Problem details –
Which lines in the records below contain the string "dark"? Copy each such line, and count a match only when the letter case is the same.

Working data –
==*==
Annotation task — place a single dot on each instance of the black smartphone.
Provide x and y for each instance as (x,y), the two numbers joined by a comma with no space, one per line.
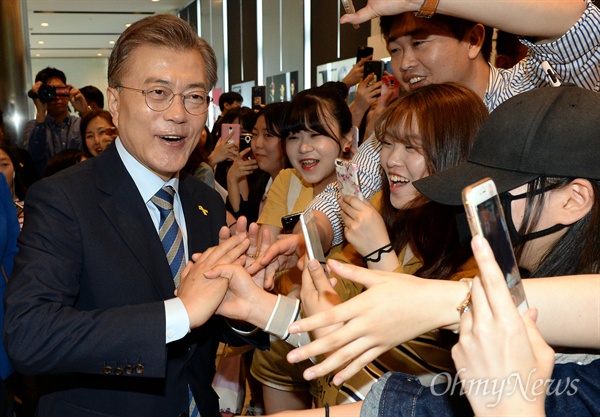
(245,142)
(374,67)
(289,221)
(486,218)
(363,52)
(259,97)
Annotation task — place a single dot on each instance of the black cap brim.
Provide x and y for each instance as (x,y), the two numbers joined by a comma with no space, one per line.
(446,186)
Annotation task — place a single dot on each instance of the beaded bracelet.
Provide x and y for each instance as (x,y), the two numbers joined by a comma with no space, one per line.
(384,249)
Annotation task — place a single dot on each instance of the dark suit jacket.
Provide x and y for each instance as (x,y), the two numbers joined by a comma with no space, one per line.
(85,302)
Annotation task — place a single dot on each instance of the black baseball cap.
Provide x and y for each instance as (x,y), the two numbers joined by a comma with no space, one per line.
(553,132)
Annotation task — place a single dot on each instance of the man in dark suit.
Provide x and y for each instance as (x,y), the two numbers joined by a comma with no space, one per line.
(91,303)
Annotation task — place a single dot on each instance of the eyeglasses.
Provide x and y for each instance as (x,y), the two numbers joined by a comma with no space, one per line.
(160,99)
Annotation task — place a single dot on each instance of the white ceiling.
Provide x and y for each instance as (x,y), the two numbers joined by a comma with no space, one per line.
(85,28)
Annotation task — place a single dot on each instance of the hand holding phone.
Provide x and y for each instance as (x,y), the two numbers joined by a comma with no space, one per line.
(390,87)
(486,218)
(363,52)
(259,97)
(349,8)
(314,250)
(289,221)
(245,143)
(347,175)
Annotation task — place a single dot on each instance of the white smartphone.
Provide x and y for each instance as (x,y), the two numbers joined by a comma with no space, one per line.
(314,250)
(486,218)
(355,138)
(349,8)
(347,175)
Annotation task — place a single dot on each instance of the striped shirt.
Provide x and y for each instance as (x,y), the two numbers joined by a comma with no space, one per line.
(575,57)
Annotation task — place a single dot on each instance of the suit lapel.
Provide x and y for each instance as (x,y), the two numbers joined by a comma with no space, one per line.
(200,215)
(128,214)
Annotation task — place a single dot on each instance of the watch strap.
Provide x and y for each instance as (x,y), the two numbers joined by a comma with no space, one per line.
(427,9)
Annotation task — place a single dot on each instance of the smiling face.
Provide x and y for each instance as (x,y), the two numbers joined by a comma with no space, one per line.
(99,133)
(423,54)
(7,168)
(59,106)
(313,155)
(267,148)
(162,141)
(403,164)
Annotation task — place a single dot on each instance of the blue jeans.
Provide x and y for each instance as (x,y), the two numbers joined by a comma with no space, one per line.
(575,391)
==*==
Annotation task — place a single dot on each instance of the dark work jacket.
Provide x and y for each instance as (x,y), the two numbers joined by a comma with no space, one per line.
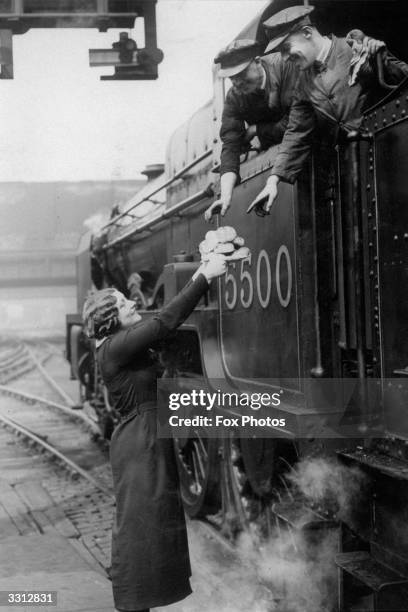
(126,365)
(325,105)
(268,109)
==*==
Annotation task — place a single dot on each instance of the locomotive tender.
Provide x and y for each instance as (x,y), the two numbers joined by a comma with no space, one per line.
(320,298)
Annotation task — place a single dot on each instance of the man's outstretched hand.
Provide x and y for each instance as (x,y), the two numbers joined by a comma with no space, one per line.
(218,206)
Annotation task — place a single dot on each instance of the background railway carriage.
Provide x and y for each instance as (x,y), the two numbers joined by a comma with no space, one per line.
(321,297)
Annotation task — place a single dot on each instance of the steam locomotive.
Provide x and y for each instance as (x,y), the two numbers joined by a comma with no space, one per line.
==*==
Solution for this problem –
Annotation task — place a single dot on each instance of the dark suit jacket.
Annotation task — place a single dot on each instance of the man in dark suit.
Annotation task — place a single dot on each instance of the dark work jacket.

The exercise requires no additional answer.